### Aim of the exercise
Transcribe, without alteration, the line that includes "target | black shoe" and each line after it until the records end, omitting all that precede it.

________________

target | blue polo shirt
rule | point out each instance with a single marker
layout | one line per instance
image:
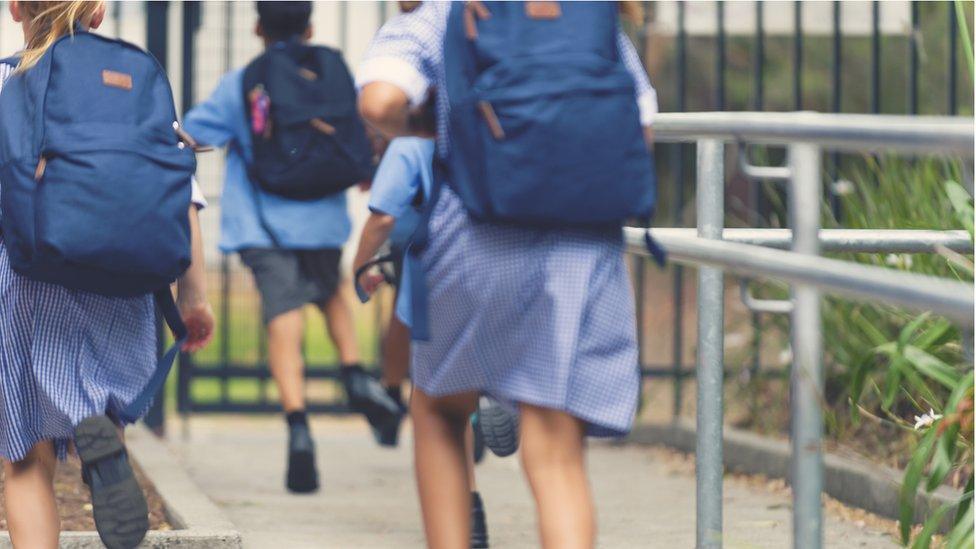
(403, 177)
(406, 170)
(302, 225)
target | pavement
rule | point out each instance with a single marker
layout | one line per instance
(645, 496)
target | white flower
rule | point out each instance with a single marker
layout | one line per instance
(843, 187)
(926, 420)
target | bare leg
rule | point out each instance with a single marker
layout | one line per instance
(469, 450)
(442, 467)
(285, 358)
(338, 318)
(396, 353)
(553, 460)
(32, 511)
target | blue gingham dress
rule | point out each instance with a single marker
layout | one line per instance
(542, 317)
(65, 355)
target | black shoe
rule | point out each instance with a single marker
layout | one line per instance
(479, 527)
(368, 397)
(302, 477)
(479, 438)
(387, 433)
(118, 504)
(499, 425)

________________

### Result of the exercise
target | black shoe
rule | point out each instance with a single marker
layout | one line per instance
(479, 527)
(368, 397)
(302, 477)
(479, 438)
(387, 433)
(118, 504)
(499, 425)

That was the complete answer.